## EXTRACTED TEXT
※

‘A place to fly’ – Jenin Freedom Theatre stands defiant amid Israeli raids

One of the more disturbing things that Ranin Odeh has observed during the activity sessions she runs for children at the Freedom Theatre in the West Bank’s Jenin camp is that their play often turns violent. Children frequently become overly rough and even hit each other.

It is a typical trauma response, she says. “They don’t understand why they do it, but I do.” She has often seen children coping with the trauma of Israeli incursions into the camp through violent play. She doesn’t allow that kind of play in her setting, offering instead cultural and artistic activities as an alternative way to focus their fear and rage.

With short, black hair and a welcoming presence, Odeh, 30, has the brightness and energy of a young person, but also the tough look of someone who has seen and lived through a great deal. Her job is particularly important to her as someone who remembers growing up during the second Intifada, or uprising. She identifies strongly with the need that children have to heal from trauma through art and play.

Children need safe spaces where they can feel good, she says. “They need a place where they can fly.”

※

## INFORMATION
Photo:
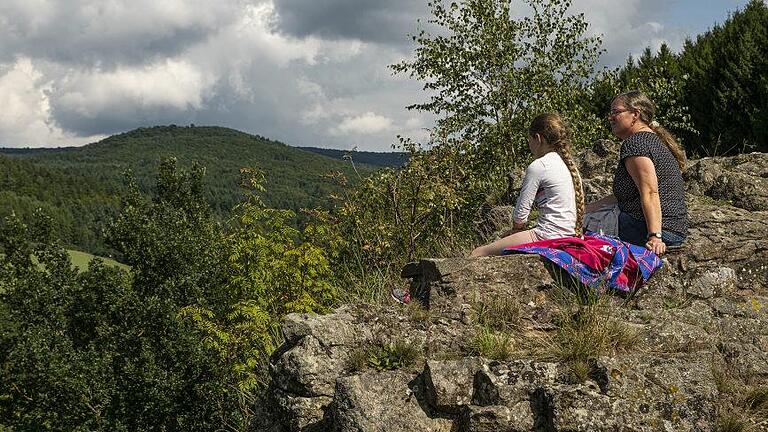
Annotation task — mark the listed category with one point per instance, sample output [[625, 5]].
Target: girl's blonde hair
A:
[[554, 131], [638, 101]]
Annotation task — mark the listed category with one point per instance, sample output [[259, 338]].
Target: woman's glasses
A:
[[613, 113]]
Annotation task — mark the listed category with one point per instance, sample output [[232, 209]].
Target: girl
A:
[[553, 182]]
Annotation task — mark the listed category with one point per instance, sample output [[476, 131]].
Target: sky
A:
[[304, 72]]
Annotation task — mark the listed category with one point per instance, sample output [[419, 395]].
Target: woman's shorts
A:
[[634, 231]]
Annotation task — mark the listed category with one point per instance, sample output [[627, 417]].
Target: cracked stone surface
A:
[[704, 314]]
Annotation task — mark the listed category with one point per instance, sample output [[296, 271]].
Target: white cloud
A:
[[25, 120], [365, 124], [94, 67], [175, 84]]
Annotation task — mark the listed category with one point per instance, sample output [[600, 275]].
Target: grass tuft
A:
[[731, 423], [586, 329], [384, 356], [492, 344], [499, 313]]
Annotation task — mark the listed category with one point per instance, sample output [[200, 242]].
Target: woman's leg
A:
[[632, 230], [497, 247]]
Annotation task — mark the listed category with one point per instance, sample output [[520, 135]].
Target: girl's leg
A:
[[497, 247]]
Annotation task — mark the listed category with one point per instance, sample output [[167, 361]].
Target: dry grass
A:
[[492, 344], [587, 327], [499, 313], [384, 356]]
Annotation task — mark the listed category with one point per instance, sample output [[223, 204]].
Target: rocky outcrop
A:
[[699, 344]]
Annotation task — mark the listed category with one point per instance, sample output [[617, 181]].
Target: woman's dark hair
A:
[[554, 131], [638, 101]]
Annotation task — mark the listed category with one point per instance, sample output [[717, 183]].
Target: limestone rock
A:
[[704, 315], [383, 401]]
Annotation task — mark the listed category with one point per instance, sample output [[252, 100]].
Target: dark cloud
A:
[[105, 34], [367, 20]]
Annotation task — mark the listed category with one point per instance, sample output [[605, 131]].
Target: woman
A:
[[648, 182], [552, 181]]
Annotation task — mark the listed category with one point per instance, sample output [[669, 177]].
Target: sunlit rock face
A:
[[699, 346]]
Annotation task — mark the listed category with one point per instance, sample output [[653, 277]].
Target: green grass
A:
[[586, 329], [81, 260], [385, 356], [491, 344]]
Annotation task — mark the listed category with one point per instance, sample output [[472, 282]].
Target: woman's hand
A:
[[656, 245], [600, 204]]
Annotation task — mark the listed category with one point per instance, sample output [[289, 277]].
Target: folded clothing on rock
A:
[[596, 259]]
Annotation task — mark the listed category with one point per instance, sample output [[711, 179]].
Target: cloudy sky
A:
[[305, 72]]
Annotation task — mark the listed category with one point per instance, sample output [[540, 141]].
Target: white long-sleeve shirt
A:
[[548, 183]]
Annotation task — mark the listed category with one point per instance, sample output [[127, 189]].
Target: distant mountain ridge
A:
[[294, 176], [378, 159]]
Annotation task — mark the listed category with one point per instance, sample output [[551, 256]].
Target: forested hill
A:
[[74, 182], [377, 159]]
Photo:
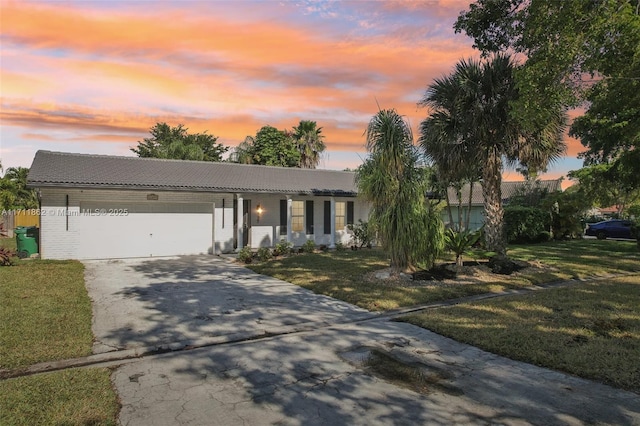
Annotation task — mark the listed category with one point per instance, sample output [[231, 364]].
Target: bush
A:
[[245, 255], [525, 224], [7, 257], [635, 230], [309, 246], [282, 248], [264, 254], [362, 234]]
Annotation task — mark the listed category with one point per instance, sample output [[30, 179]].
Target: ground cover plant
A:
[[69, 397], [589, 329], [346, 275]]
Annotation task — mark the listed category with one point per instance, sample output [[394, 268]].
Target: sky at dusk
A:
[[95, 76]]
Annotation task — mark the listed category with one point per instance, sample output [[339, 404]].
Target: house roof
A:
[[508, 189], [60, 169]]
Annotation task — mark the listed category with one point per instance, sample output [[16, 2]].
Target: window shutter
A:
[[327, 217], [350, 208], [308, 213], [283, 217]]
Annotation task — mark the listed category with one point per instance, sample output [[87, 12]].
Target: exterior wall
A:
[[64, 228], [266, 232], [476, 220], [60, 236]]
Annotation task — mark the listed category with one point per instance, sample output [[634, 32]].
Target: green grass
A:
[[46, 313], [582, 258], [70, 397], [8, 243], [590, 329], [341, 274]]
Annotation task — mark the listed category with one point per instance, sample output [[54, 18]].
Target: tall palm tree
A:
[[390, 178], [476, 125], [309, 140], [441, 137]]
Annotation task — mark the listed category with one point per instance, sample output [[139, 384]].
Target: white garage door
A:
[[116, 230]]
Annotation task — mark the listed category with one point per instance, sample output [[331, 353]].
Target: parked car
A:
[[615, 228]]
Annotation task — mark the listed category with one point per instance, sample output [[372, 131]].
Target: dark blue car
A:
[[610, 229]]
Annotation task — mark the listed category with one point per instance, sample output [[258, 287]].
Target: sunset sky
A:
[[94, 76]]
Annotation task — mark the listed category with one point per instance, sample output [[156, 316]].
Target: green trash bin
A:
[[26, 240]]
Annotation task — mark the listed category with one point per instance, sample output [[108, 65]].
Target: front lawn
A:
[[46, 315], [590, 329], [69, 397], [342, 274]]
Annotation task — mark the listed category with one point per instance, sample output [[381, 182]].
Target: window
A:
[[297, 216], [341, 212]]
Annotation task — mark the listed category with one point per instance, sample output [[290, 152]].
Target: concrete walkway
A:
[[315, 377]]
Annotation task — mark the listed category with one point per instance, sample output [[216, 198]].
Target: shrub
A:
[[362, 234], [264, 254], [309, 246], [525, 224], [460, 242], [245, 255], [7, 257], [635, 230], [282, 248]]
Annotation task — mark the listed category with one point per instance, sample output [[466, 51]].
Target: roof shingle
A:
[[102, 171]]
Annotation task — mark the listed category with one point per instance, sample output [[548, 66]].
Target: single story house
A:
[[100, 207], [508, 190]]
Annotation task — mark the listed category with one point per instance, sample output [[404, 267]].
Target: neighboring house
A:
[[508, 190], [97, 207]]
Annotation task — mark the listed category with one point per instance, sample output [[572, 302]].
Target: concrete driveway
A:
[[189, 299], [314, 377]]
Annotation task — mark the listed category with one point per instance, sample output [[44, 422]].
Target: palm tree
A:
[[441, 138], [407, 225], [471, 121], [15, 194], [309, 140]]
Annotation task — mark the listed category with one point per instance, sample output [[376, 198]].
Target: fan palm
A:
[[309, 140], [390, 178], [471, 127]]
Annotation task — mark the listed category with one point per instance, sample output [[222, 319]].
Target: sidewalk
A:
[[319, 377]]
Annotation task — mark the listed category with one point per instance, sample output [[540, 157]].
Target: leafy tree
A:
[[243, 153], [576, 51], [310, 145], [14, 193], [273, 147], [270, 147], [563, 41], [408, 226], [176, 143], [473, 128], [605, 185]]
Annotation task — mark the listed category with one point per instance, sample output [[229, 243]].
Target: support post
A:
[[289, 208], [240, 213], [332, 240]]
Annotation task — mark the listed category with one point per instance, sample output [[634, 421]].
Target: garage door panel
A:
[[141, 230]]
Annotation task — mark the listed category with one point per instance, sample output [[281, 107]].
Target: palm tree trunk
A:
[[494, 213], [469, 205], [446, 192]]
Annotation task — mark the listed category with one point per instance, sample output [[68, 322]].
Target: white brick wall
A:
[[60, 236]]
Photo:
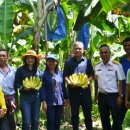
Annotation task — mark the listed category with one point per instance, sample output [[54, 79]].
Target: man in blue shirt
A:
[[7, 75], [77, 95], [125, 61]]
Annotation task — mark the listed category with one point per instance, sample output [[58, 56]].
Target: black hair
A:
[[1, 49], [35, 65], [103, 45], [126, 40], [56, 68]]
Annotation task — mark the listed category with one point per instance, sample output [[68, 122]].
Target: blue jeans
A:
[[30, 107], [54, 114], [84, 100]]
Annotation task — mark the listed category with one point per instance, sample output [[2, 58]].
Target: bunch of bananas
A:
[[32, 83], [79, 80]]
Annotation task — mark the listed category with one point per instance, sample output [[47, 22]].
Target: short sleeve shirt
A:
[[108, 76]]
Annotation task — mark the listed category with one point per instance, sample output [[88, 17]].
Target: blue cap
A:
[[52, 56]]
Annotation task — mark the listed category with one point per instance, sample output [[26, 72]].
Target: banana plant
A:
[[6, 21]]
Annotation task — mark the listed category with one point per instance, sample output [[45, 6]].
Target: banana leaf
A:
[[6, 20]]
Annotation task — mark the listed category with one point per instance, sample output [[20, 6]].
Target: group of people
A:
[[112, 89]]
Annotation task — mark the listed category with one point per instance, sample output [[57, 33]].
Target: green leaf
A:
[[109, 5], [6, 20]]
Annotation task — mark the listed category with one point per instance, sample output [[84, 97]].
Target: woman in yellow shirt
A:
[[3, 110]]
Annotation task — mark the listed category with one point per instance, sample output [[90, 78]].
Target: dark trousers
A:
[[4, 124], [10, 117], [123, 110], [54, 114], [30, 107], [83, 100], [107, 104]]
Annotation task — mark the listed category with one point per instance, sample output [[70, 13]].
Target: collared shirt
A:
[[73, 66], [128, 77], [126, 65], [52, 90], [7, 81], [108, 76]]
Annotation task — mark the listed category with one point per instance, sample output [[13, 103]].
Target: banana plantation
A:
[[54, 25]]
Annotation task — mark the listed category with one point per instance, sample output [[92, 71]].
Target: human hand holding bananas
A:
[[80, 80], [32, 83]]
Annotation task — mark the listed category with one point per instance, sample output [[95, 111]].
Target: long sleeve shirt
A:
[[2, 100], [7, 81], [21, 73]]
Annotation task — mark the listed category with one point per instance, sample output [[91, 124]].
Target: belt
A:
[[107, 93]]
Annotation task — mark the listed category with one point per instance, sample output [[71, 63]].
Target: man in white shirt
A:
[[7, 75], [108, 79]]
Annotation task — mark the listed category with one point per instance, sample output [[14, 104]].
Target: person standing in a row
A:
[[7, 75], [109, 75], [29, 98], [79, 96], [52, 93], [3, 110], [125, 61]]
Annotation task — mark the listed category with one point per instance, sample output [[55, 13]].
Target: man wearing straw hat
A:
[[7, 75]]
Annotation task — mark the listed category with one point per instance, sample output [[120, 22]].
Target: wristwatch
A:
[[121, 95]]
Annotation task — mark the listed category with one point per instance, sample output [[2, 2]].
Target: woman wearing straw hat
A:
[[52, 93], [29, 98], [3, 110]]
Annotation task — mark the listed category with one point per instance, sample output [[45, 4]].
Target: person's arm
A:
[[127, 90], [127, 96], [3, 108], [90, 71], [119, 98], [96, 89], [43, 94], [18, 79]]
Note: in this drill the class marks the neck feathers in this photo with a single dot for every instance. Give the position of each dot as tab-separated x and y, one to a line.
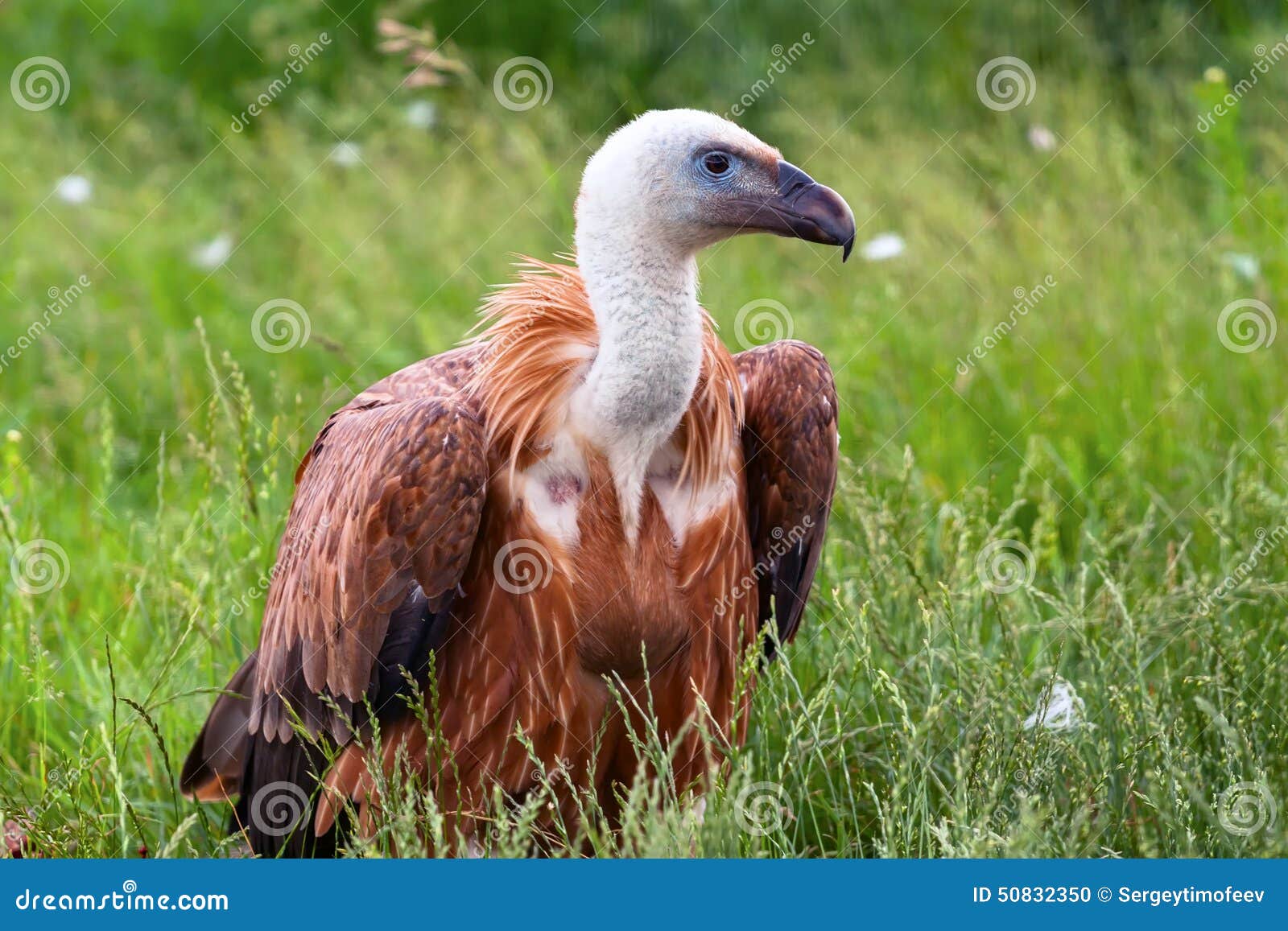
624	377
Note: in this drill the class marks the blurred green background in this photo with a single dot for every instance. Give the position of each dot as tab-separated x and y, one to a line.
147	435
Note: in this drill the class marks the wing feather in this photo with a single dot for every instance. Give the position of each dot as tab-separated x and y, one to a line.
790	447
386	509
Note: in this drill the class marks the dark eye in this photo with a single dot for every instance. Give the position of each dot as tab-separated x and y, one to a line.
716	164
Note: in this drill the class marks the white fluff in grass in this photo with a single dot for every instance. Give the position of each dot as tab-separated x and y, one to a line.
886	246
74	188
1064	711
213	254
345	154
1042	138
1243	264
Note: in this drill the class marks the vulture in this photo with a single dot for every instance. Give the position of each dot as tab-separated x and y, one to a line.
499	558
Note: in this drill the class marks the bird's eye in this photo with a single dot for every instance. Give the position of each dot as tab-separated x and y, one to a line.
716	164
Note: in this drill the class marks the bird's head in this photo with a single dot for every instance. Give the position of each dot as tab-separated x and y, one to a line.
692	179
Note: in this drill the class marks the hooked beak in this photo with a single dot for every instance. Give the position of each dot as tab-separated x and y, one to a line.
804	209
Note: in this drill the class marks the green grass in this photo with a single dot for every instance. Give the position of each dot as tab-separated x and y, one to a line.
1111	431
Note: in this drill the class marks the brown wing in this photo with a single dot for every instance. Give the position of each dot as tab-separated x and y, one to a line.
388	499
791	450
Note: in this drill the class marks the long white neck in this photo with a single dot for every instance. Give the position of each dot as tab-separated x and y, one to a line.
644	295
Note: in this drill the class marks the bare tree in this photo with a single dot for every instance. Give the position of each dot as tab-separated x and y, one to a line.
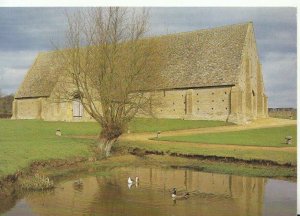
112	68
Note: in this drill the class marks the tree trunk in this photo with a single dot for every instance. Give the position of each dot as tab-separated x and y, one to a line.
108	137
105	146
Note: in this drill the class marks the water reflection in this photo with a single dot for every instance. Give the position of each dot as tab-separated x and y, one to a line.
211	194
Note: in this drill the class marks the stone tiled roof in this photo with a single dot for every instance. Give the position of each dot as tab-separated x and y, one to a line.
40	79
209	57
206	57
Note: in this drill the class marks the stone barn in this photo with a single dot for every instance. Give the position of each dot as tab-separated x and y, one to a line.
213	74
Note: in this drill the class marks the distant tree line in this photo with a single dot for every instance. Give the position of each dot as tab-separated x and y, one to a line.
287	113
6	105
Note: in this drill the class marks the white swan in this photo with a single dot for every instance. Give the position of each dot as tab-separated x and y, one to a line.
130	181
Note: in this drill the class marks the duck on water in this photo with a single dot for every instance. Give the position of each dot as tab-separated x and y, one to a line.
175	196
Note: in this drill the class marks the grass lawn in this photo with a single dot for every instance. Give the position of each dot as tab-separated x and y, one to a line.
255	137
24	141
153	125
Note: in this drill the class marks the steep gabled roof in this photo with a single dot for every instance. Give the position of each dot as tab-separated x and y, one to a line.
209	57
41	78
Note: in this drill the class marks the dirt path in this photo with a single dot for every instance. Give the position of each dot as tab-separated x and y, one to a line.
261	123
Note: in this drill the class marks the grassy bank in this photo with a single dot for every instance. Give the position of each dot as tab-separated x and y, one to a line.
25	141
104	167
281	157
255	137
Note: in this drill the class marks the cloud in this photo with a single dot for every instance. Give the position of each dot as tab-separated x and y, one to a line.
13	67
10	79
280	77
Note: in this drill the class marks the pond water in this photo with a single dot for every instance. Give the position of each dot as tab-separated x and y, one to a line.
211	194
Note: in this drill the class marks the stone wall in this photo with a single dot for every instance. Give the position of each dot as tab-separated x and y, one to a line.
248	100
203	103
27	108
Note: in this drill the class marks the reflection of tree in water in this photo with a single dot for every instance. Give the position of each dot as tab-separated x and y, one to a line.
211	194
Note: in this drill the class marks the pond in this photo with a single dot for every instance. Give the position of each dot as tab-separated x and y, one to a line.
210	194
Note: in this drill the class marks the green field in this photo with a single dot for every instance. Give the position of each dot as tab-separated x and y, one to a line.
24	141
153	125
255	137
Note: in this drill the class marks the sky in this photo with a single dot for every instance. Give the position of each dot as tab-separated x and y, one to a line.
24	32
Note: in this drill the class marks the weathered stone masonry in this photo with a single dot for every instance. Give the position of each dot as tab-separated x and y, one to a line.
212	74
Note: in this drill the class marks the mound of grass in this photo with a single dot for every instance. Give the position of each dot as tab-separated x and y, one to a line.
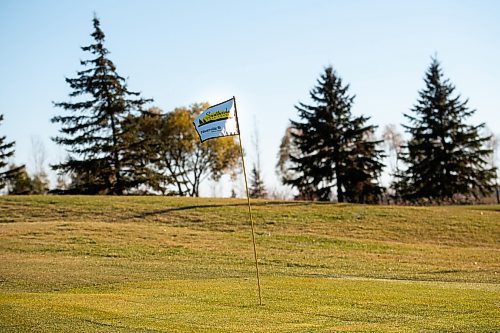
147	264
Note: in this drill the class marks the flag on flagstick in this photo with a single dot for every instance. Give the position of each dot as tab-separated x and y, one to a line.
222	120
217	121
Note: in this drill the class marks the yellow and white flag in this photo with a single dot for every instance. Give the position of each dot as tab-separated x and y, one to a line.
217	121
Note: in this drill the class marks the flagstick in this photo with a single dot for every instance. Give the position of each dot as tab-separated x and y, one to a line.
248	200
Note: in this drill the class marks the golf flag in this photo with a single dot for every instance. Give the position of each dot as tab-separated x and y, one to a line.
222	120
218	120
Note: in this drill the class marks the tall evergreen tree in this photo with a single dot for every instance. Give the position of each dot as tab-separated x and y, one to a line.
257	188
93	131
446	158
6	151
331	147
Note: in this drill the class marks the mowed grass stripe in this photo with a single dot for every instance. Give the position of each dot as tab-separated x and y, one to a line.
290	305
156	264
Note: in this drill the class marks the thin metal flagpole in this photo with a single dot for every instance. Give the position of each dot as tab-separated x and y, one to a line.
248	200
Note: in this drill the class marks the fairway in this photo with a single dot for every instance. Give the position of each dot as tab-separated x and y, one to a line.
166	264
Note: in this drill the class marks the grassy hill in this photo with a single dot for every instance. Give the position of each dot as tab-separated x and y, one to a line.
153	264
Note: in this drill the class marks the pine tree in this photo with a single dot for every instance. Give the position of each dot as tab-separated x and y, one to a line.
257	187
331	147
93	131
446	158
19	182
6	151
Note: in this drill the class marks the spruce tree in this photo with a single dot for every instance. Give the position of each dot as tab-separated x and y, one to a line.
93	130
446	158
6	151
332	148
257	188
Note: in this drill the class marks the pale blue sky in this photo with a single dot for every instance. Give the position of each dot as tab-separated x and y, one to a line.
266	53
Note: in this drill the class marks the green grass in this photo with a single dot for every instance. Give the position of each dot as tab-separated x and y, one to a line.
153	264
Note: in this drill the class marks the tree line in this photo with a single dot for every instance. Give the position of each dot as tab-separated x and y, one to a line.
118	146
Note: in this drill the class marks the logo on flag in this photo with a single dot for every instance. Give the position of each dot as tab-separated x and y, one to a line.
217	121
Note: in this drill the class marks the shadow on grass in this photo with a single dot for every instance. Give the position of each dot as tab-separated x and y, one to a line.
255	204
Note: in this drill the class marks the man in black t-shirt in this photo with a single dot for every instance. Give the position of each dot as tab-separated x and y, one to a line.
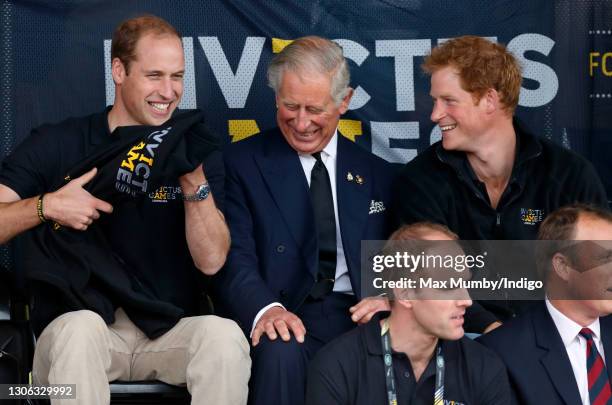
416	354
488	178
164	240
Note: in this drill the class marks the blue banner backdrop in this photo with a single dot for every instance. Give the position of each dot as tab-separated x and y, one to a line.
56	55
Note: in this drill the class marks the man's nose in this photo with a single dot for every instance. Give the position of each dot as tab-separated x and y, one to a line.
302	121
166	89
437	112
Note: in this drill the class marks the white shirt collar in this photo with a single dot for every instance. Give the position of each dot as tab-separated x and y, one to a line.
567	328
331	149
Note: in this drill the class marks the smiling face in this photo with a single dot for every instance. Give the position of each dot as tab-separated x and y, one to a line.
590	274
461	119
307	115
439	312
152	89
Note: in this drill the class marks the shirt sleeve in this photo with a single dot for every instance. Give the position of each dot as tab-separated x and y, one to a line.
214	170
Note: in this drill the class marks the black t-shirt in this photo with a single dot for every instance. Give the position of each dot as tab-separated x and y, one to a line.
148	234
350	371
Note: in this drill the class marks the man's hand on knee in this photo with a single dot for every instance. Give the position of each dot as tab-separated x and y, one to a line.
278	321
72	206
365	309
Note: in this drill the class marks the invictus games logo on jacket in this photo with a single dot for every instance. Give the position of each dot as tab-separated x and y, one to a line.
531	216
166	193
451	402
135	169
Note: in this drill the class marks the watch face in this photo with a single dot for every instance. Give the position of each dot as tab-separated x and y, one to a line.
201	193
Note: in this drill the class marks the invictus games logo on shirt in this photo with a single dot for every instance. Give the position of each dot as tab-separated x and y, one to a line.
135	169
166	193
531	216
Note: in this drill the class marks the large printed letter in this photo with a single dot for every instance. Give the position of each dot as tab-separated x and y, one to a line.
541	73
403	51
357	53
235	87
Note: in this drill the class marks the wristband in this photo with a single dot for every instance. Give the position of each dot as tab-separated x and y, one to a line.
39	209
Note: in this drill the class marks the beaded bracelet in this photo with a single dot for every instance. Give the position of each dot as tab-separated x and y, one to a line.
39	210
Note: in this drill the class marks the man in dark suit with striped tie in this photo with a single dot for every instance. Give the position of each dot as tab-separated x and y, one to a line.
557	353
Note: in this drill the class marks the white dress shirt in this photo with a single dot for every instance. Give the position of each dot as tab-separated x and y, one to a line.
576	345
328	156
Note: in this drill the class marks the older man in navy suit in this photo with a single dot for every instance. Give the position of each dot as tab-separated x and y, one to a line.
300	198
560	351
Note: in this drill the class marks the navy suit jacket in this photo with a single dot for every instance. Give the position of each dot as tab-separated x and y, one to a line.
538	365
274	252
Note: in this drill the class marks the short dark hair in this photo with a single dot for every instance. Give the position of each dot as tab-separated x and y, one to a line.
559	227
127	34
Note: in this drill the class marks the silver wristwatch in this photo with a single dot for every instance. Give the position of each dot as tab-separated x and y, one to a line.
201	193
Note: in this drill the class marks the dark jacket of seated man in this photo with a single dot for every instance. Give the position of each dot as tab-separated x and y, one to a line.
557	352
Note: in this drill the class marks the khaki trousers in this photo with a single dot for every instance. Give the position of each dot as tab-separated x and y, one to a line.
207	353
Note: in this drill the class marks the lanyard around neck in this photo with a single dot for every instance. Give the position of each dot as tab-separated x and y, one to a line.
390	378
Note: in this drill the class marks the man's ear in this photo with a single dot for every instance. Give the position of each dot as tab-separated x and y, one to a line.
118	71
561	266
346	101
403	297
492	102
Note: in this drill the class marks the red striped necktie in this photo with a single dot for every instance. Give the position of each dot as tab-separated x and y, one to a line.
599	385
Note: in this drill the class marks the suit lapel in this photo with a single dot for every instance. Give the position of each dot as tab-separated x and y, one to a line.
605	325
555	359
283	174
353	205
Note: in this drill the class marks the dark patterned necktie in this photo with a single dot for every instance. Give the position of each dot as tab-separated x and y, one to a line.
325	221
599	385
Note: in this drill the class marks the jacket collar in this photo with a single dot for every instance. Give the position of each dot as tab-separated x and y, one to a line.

※

## TASK
Please repeat everything from "One of the more" down to "hit each other." in the Jenin Freedom Theatre article above, word for word.

## PROBLEM SOLUTION
One of the more disturbing things that Ranin Odeh has observed during the activity sessions she runs for children at the Freedom Theatre in the West Bank’s Jenin camp is that their play often turns violent. Children frequently become overly rough and even hit each other.